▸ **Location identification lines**
★ ★ ★ ★ ★ ★ ★

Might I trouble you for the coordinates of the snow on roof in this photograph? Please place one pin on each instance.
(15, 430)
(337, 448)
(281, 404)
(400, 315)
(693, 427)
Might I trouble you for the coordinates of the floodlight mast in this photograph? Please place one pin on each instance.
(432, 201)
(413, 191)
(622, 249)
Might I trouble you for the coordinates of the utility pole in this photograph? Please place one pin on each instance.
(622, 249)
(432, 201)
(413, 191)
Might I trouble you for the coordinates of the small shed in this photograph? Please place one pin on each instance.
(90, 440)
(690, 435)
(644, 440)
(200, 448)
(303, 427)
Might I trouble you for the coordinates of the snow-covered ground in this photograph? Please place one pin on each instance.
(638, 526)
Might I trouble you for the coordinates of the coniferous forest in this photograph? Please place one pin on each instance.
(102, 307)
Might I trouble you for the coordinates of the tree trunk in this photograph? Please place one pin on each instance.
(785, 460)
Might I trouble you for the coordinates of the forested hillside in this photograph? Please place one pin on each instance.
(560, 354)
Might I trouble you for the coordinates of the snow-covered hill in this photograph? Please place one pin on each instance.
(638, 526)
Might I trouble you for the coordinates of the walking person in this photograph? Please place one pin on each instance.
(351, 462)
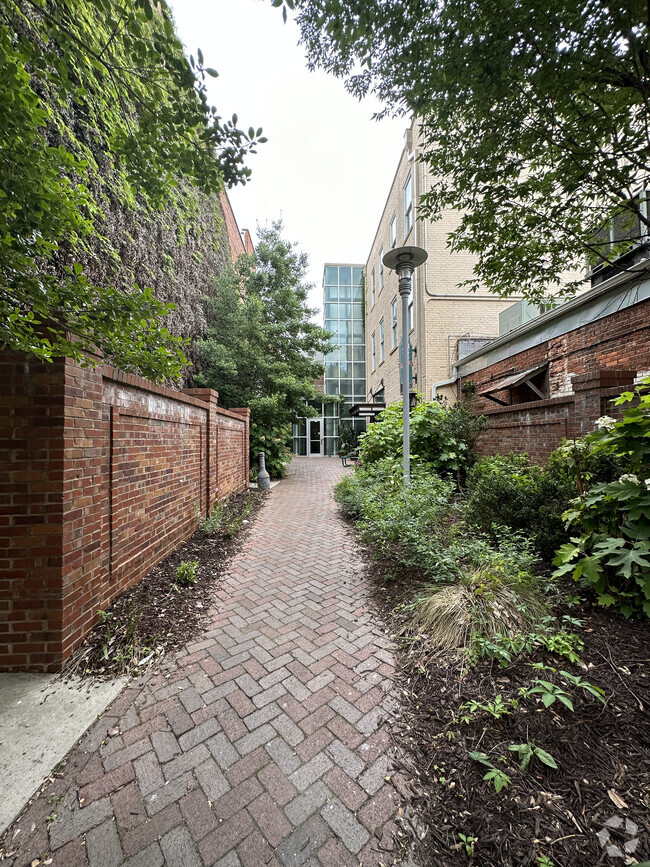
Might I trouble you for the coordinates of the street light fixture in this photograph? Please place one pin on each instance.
(404, 260)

★ ★ ★ ★ ★ ★ ★

▸ **Required task**
Put the lines above into a numbered list, skipping any blank lines and leaving out the pictures.

▸ **Output below**
1. Might I trouble you for the coordinates of the snow on roof in this photograph? Please place one pin on each instance.
2. (15, 430)
3. (337, 448)
4. (281, 404)
5. (400, 315)
6. (693, 427)
7. Might I trouble you for the coordinates of the floodlight mast in this photograph? Please place one pin on each instance.
8. (432, 201)
9. (413, 191)
10. (622, 249)
11. Might I trouble you for the coordinates of the utility pole in this photograph? Please place one pin on each instance.
12. (622, 249)
13. (432, 201)
14. (413, 191)
15. Might I trouble you for the coordinates of the small shed in this photograph? Please place one pin on each instance.
16. (90, 440)
17. (690, 435)
18. (644, 440)
19. (200, 448)
20. (303, 427)
21. Might I trouble you for the coordinates of the snow-covered ground in this photograph? Please place one pin on each instance.
22. (638, 526)
23. Might I trouble you for the coordinates of the coniferous forest in this photograph? Please place one pin on each instance.
24. (102, 307)
25. Might I trouble you for the coordinates of the tree trunk in this photograph? Please place one pin on each instance.
26. (785, 460)
27. Might I trouble you for the coordinates of the forested hillside in this photograph? Please place one pin on each instance.
28. (560, 354)
29. Might I trouble you for the coordinates of the snow-covered hill in this photograph? Please place one pin on each instance.
30. (638, 526)
31. Might I trouble you for the coordinates of the walking person in this photograph? Please place one pin on each instance.
32. (351, 462)
33. Might I trouble you for the coordinates of the street light fixture in this photograph? Please place one pin on each instance.
34. (404, 260)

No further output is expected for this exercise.